*Given text:*
○ ○ ○
Among the group of students, only the two French boys, Louis Clodion and Tony Renault, stand out somewhat from the ensemble; but Tony, the joker of the group, distinguishes himself more with clever words than by actions, which is insufficient for a real hero. What about Horatio Patterson, the students’ mentor? Although he is by far the best-described character—his introduction into the story is carefully prepared, he is regularly used for comical scenes, and he is responsible for the final “surprise ending” of the novel—he is nevertheless ridiculous, with his various tics and his obsession with tacking Latin quotations onto every situation, whether fitting or not. Evidently, Verne had tried to create a humorous character in the mold of his geographer Paganel in The Children of Captain Grant (1867–68, Les Enfants du capitaine Grant), but the result is not all that convincing.
The only character who could possibly lay claim to being the true hero of the story, Will Mitz, does not enter the narrative until relatively late in the novel, and he owes his heroism to several twists of fate that happen to play out in his favor. Perhaps significantly, he also stands out from the other characters because of his strong religious convictions. As in previous novels, the various threads of the story prepared since the beginning are destined to converge in the end, where Verne uses all of his narrative tools—suspense, horror, surprise, mystery, plot reversals, and finally humor—to provide his readers with a satisfying denouement.
INTERTEXTUAL AND AUTOBIOGRAPHICAL ASPECTS
In 1974, a European television miniseries was broadcast under the title of A Two Years’ Vacation (Deux ans de vacances).32 In fact, it drew its inspiration not only from the Verne novel of that title, published in 1888, but also from several other Verne novels, including A Captain at Fifteen (1878, Un Capitaine de quinze ans) and Travel Scholarships. The adaptation combined the characters Dick Sand and Captain Hull from A Captain at Fifteen, the “robinsonade” of the shipwrecked young boys on a remote island from A Two Years’ Vacation, and the pirate band that boards and seizes a ship from Travel Scholarships. What might seem at first glance to be an iconoclastic approach to Verne’s work actually shows to what extent many of the Extraordinary Voyages share common elements and lend themselves quite well to amalgamation, at least in a visual format. I would go further and claim that this practice, used in numerous cinematographic adaptations of Verne’s works, reflects the author’s own writing methods, as he filled his novels with intertextual allusions to his own fictional works.
○ ○ ○
*Data extract:*
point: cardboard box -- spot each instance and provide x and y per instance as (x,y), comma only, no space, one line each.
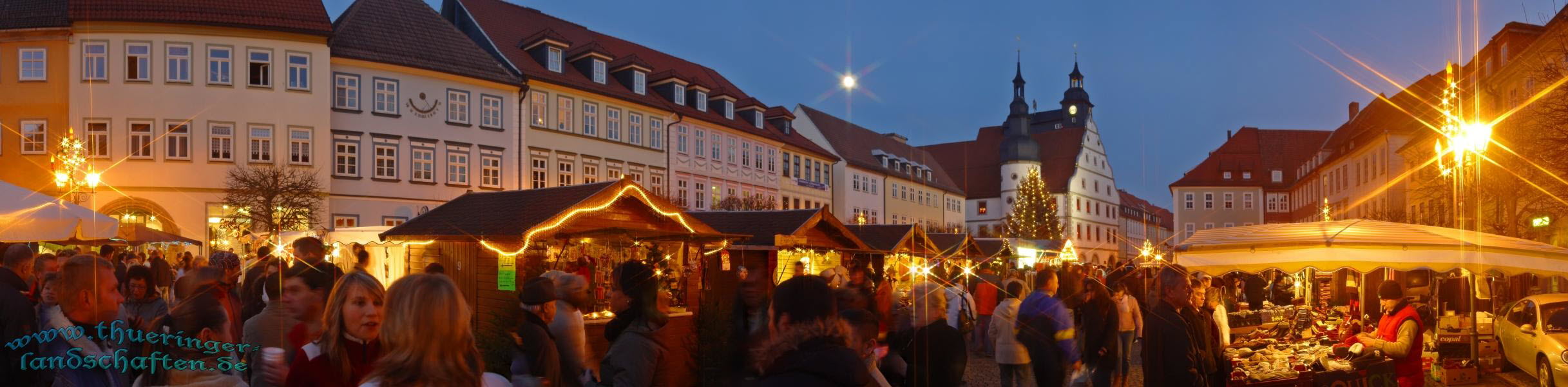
○ ○ ○
*What needs to be done:*
Transcribe the part of the Verne commentary starting with "The only character" and going on through "a satisfying denouement.", word for word. The data were drawn from a separate source, not from the Verne commentary.

*The completed task:*
The only character who could possibly lay claim to being the true hero of the story, Will Mitz, does not enter the narrative until relatively late in the novel, and he owes his heroism to several twists of fate that happen to play out in his favor. Perhaps significantly, he also stands out from the other characters because of his strong religious convictions. As in previous novels, the various threads of the story prepared since the beginning are destined to converge in the end, where Verne uses all of his narrative tools—suspense, horror, surprise, mystery, plot reversals, and finally humor—to provide his readers with a satisfying denouement.